▸ **EXERCISE PROMPT**
The data below should be restated word for word, with every picture omitted.

▸ **DATA SECTION**
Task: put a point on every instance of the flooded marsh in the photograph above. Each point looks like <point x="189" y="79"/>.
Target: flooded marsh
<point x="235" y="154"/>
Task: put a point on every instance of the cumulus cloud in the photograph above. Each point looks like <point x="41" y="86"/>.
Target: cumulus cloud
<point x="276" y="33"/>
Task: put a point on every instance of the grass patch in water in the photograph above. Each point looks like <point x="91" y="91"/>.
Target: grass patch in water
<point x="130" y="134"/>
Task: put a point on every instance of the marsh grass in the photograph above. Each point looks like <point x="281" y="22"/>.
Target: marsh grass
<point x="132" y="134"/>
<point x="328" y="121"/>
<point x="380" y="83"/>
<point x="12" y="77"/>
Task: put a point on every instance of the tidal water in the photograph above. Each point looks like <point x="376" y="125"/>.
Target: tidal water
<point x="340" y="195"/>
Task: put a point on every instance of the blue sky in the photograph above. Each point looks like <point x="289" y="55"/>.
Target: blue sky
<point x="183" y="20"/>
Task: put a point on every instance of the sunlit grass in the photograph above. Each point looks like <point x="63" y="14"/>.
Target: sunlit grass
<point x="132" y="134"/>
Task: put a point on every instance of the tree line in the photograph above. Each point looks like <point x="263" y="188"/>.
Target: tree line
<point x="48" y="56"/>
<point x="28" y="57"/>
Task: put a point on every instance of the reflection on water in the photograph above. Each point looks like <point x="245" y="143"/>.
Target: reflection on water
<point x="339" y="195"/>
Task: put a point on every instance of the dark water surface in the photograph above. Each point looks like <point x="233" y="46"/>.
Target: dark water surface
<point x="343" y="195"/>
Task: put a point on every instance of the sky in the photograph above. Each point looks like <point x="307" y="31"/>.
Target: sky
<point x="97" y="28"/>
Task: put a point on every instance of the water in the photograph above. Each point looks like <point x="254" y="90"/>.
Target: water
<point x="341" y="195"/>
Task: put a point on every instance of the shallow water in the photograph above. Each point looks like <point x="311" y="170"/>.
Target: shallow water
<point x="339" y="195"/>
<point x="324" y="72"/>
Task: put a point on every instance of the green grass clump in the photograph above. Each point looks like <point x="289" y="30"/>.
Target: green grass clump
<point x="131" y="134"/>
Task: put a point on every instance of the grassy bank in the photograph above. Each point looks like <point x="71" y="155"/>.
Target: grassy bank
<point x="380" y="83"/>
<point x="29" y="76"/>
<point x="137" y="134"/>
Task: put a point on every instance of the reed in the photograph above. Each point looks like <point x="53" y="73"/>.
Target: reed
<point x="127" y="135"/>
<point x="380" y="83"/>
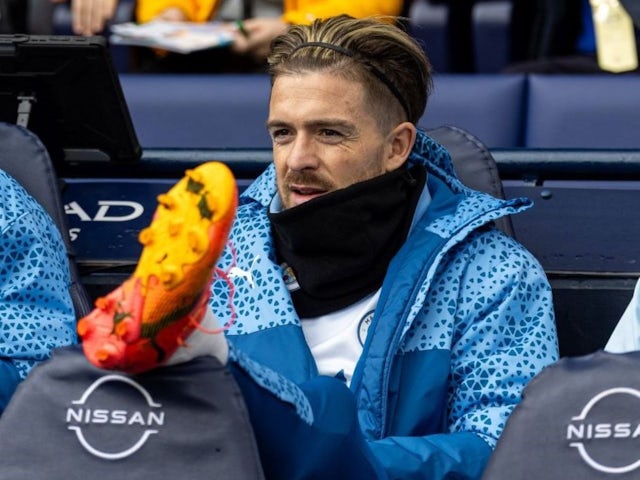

▸ **COMPLETED TASK**
Task: put a point on every instance of the flooded marsh in the photograph above. Each point looks like <point x="189" y="79"/>.
Target: flooded marsh
<point x="235" y="154"/>
Task: put a point on every instance of the cumulus cloud in the photograph above. Each point looks like <point x="41" y="86"/>.
Target: cumulus cloud
<point x="276" y="33"/>
Task: put a point on every instance of the grass patch in water in the photograph above. Each point looks like <point x="91" y="91"/>.
Target: grass patch in water
<point x="130" y="134"/>
Task: put a point on every instance of the marsh grass in the photograph above. Each point looks like <point x="281" y="22"/>.
Target: marsh grass
<point x="132" y="134"/>
<point x="328" y="121"/>
<point x="380" y="83"/>
<point x="12" y="77"/>
Task: put a point on every instance of the tidal water in the photograph above. Each point looks like <point x="376" y="125"/>.
Target: tidal water
<point x="340" y="195"/>
Task: put a point on every instance of the blue sky in the photograph above. Each point looks like <point x="289" y="55"/>.
Target: blue sky
<point x="183" y="20"/>
Task: put a point on every instance of the sunlit grass in the photograph above. Each point looks like <point x="63" y="14"/>.
Target: sunlit grass
<point x="132" y="134"/>
Task: put a point on every instance of the tree line in the photograph above. Each point looks like <point x="263" y="188"/>.
Target: tree line
<point x="48" y="56"/>
<point x="28" y="57"/>
Task: put a point on every instance of the reflection on water in the photograph above. Each point looks like <point x="245" y="143"/>.
Target: reflection on water
<point x="339" y="195"/>
Task: put a point on every instance of the dark water surface in the photograph above. Each point looks like <point x="233" y="46"/>.
Target: dark water surface
<point x="343" y="195"/>
Task: put a point on every instance of the sky in the photograph above. Each point looks like <point x="307" y="31"/>.
Target: sky
<point x="97" y="28"/>
Task: put a point on every instance of the water in the photograph above. Each point looks like <point x="254" y="90"/>.
Target: water
<point x="341" y="195"/>
Task: put a point on every instance of the shallow water in the photograph above. Each point looks like <point x="311" y="170"/>.
Target: shallow water
<point x="339" y="195"/>
<point x="324" y="72"/>
Task: put a point on every instance of the green grass clump in the photograph above. Each point looks like <point x="289" y="30"/>.
Target: green grass clump
<point x="131" y="134"/>
Task: put a point on every instance of the grassy bank in the photograph above. Each point looks like <point x="71" y="155"/>.
Target: grassy bank
<point x="380" y="83"/>
<point x="29" y="76"/>
<point x="137" y="134"/>
Task: put a point on every instance of the reed in the photograph above. Each point looks like <point x="53" y="73"/>.
Target: reed
<point x="127" y="135"/>
<point x="380" y="83"/>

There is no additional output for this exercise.